Data listing
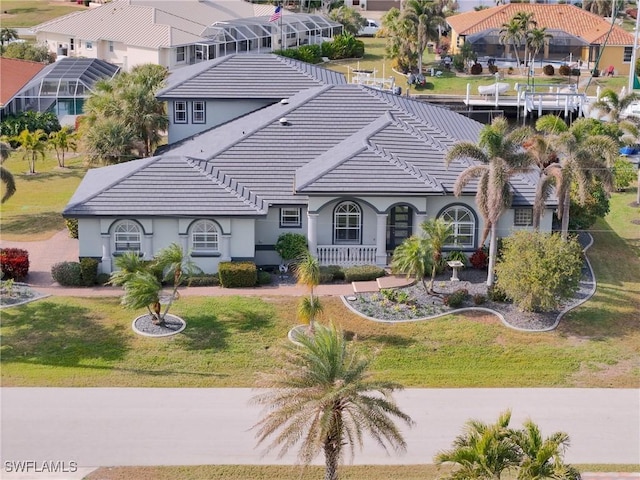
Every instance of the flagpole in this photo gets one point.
(632, 67)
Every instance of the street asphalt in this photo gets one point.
(156, 426)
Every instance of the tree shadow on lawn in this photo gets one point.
(31, 224)
(59, 335)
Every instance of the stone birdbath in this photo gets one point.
(455, 265)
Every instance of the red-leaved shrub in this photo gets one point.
(14, 263)
(479, 259)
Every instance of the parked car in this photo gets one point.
(370, 28)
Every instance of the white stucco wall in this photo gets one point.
(217, 112)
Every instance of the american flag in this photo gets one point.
(276, 15)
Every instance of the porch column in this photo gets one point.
(312, 233)
(381, 239)
(184, 241)
(225, 247)
(105, 261)
(420, 217)
(147, 247)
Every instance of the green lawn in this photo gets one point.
(251, 472)
(27, 13)
(34, 212)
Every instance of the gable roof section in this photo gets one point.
(565, 17)
(15, 75)
(247, 76)
(170, 185)
(120, 21)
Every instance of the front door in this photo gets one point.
(399, 225)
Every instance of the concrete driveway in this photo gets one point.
(139, 426)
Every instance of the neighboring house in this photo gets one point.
(63, 86)
(353, 169)
(202, 96)
(178, 33)
(15, 75)
(578, 35)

WHAT YOU NEED TO DO: Copy the entries above word for word, leaving out the pictures.

EXERCISE RESPONSE:
Every instance of the flagpole in this photo gets one point.
(632, 67)
Every instance of the street asphalt in this photo gets one point.
(156, 426)
Every instance of the tree shadow on lawn in this photo gets one point.
(31, 224)
(59, 335)
Every instance of the stone birdbath in this photo gets one point.
(455, 265)
Every instance of the red-leaved shrub in this photo gets one point.
(14, 263)
(479, 259)
Every instance of the parked car in this photo gets one point.
(370, 28)
Every instance of the white stucco wall in this photo gets one point.
(217, 112)
Every instance of the american flag in this photo gets one point.
(276, 15)
Every instance of the porch column in this photo gets one point.
(312, 233)
(381, 239)
(184, 241)
(225, 247)
(105, 261)
(420, 217)
(147, 247)
Every instance of the green lawn in this photo gets one point.
(251, 472)
(27, 13)
(34, 212)
Every instance of the gable roof section in this photo gets one point.
(565, 17)
(15, 75)
(247, 76)
(170, 185)
(120, 21)
Every instance of the front door in this photo gets one point.
(399, 225)
Every instance of the concrete driveway in this photo gets one point.
(139, 426)
Every instance of the neighboring house in this photo gets one point.
(63, 86)
(353, 169)
(202, 96)
(178, 33)
(15, 75)
(578, 35)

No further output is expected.